▸ Aim of the task:
Look below for the line that contains "black wing tip.", then quote it and all the lines after it, exactly, with the pictures left out.

▸ Records for processing:
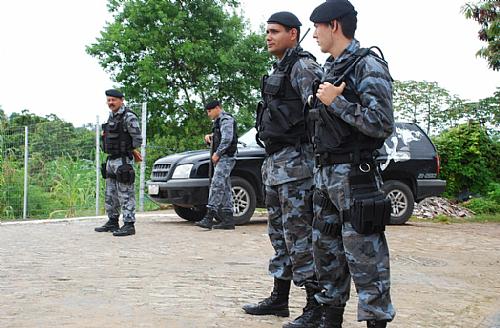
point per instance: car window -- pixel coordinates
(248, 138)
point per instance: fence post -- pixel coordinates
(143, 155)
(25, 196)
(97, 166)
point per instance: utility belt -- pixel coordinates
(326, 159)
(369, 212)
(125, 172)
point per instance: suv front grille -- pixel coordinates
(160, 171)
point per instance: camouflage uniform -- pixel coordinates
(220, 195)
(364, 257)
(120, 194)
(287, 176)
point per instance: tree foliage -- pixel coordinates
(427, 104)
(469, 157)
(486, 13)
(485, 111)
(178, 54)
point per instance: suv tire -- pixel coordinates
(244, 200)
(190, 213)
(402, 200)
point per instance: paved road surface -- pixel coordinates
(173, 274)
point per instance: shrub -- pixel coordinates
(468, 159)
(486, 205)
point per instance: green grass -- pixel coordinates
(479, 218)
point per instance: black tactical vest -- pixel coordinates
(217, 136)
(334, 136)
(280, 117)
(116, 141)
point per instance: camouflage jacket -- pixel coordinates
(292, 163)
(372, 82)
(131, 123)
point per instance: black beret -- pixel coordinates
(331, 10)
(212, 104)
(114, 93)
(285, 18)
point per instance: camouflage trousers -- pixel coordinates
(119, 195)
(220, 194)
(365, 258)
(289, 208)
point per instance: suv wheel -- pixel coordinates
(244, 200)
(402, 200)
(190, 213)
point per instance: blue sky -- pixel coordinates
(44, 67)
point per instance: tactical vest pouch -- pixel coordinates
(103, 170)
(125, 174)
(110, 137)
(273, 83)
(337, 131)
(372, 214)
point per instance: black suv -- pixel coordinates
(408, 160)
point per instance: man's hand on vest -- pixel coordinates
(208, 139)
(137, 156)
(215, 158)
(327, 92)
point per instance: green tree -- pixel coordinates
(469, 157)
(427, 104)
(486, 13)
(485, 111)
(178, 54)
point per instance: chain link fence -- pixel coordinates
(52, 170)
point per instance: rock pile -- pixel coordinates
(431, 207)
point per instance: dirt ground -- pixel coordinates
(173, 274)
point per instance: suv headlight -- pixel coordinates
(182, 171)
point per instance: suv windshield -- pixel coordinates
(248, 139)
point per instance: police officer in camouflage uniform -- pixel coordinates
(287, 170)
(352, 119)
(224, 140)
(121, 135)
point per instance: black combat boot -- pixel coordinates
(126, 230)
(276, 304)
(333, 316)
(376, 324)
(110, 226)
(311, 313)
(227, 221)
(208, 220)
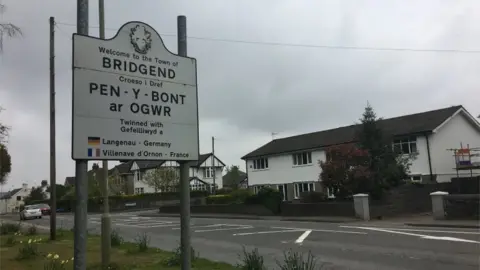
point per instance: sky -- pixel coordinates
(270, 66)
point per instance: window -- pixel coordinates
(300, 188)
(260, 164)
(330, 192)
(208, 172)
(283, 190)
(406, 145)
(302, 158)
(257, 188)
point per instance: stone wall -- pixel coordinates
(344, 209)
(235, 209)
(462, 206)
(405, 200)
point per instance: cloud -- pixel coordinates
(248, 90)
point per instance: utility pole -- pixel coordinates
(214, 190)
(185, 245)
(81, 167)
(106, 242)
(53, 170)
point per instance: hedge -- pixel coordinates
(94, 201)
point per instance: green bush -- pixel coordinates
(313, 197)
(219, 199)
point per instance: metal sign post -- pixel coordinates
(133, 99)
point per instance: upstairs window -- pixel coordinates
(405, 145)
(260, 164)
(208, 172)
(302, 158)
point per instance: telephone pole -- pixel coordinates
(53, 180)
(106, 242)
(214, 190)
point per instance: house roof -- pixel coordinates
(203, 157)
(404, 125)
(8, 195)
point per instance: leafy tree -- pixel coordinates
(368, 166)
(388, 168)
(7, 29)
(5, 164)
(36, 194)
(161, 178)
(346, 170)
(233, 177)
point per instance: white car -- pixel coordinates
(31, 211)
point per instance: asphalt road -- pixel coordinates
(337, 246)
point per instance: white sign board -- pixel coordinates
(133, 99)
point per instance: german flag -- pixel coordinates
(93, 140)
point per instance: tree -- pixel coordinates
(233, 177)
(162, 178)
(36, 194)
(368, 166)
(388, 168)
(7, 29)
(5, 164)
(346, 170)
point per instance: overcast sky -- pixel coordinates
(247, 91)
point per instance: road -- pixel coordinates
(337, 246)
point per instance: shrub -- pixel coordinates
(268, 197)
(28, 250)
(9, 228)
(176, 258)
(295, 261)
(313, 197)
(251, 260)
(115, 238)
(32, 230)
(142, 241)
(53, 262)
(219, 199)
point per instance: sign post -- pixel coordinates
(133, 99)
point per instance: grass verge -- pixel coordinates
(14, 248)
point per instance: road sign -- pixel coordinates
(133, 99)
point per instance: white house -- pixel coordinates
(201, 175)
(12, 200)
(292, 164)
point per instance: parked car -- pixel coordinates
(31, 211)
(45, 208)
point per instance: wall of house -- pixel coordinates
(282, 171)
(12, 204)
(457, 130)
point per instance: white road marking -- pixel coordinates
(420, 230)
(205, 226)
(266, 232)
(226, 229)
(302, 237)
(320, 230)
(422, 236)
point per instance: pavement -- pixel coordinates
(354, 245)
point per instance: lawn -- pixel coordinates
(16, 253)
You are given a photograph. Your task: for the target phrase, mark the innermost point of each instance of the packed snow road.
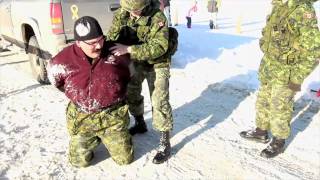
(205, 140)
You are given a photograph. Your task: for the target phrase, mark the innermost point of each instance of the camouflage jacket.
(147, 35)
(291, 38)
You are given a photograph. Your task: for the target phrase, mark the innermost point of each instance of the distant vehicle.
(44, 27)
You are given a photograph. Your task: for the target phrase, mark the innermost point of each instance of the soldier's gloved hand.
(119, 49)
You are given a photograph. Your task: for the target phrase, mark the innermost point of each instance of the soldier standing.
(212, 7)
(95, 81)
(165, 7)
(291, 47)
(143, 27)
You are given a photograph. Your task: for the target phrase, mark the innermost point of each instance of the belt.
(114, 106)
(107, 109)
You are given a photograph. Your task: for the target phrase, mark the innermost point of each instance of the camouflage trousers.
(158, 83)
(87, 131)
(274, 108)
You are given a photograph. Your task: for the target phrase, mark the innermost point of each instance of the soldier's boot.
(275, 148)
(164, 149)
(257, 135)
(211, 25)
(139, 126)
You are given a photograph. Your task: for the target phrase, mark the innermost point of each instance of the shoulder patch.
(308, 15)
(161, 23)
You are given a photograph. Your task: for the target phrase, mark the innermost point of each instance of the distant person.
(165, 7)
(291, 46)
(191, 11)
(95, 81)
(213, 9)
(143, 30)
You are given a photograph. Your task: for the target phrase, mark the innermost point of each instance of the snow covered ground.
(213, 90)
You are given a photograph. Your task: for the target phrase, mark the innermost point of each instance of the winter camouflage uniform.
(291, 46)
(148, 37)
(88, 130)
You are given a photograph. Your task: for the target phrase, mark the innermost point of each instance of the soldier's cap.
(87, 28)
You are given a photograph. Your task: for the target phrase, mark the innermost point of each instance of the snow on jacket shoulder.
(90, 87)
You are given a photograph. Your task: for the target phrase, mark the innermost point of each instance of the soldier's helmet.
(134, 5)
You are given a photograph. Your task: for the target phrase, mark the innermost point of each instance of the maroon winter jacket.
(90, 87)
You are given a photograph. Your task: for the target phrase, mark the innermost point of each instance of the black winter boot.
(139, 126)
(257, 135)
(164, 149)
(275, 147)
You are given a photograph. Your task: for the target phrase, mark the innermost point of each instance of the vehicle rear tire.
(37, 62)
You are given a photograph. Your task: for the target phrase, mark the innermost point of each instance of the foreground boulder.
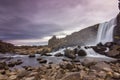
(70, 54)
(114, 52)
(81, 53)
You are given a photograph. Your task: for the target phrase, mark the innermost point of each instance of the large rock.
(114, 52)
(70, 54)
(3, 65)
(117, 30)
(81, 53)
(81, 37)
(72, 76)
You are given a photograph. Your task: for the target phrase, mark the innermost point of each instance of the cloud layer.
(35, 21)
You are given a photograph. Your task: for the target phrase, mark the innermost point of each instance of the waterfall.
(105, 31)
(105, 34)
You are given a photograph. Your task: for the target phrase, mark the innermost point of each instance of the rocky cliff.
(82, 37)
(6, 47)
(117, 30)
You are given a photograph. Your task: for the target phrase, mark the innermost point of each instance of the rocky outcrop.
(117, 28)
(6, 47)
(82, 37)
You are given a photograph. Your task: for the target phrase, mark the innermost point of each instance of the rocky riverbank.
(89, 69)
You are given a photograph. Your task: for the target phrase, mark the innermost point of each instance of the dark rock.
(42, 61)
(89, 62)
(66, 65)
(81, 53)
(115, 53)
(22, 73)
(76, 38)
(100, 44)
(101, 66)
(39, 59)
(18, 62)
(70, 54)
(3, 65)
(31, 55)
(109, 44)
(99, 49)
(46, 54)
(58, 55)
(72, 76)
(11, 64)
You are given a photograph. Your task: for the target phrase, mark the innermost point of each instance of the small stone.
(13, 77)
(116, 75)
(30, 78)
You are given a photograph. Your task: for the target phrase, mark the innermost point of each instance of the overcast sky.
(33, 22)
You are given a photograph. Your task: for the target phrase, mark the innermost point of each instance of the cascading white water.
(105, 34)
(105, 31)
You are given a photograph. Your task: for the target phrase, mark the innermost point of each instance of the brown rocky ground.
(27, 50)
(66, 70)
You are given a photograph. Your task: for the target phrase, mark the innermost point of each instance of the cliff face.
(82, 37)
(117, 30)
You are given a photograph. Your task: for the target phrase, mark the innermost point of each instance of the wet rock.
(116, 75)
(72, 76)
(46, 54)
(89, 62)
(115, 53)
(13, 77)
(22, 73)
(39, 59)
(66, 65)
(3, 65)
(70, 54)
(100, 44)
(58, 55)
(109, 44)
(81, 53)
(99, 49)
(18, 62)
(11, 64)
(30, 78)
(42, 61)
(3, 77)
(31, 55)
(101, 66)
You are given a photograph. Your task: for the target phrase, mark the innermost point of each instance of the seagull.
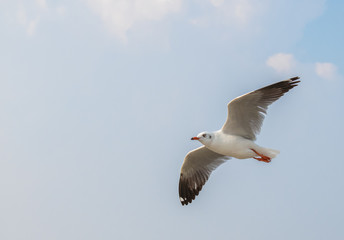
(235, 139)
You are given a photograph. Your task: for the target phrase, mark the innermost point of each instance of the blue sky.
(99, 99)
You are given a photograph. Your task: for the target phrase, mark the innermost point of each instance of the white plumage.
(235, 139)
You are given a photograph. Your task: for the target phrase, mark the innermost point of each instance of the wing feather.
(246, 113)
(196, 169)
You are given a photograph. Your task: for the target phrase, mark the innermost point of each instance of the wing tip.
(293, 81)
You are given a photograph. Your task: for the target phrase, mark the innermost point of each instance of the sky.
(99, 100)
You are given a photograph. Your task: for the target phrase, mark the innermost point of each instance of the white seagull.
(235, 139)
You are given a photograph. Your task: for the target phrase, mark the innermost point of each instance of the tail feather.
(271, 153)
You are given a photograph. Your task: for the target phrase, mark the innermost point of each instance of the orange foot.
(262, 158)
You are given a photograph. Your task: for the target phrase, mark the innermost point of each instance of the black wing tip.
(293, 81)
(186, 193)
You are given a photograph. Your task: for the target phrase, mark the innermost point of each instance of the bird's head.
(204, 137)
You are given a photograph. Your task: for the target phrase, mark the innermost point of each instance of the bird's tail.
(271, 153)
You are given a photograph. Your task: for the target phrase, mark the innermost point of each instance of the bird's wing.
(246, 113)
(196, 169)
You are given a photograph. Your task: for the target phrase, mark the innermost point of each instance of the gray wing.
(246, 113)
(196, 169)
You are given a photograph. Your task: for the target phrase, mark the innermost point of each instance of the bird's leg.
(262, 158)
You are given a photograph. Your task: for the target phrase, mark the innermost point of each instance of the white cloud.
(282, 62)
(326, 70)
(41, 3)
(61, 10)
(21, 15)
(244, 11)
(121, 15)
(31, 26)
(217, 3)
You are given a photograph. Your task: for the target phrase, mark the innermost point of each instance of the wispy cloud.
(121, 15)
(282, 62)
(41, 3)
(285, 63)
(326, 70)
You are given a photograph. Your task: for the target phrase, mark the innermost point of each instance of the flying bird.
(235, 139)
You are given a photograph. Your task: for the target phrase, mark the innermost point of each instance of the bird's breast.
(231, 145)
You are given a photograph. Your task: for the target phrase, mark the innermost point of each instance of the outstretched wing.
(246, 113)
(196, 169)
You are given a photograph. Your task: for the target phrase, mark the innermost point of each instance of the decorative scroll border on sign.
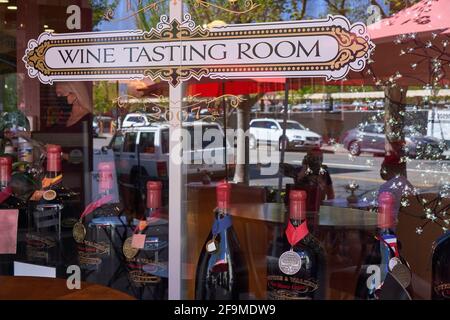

▸ Answer to the exercise:
You are given a photograph. Your task: for the target phrase, mark the innermost point of each instance of the black wing tip.
(293, 81)
(186, 193)
You are given a photograph. Your task: for the target phrase, mark the innermost point of each instance of the bird's head.
(204, 137)
You are given a photograph. Your task: for the target phrase, mark the innermost point of each instance of the bird's tail.
(271, 153)
You are given a photograph. Your task: for the target phrase, mark the innermost point of each instance of the bird's wing.
(246, 113)
(196, 169)
You are given a photograph. Your task: for the target phrase, mark the innermost point of each instance of the gray wing.
(246, 113)
(196, 169)
You are given a photograph. Your task: for the target phrase, mark the innermost point of each instance of the bird's leg.
(262, 158)
You are given a photograph. Your task: for the target phrase, mark the innermost point of each instance of the white cloud.
(282, 62)
(326, 70)
(41, 3)
(61, 10)
(21, 15)
(244, 11)
(121, 15)
(31, 26)
(217, 3)
You are given a photograph. Your task: for the target phrase, mark the innermost point of each instance of the wispy cloud.
(121, 15)
(282, 62)
(41, 3)
(285, 63)
(326, 70)
You are given a photograph. Your task: for the target phrase, mark the innermost point of each instance of the flying bird.
(235, 139)
You are given a photograph. Your task: for the target phrase, mark the innermost point of each instance of the bird's breast.
(231, 145)
You are given a photograph. Your task: for the target phrase, mark the innermost point of each instance of the outstretched wing.
(246, 113)
(196, 169)
You are given a photograph. Your task: for the target phrase, mark the innermost point of each instance of the decorative scroll border on sign.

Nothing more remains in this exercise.